Rows from a box labeling dataset:
----------------------------------------
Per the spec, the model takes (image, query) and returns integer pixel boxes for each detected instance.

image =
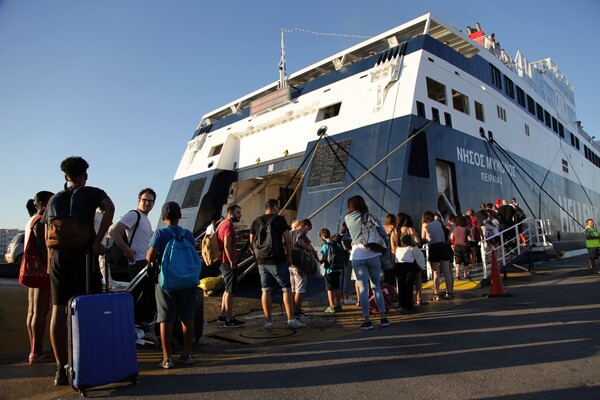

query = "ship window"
[315,103,342,122]
[431,107,440,122]
[535,103,544,122]
[407,130,429,178]
[475,101,485,122]
[527,95,535,115]
[417,101,426,118]
[279,187,298,211]
[427,77,446,104]
[496,106,506,122]
[307,139,352,187]
[452,89,469,115]
[208,143,223,157]
[544,110,552,128]
[181,177,206,208]
[490,64,502,89]
[444,112,452,128]
[504,75,515,99]
[517,86,525,108]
----------------------------------------
Work to be completed —
Please report every line of the entries that contains the word "image". Case counts.

Answer to the task —
Per the spec, the model takes (image, query) and returns integer pixel boxes for each detected instance.
image =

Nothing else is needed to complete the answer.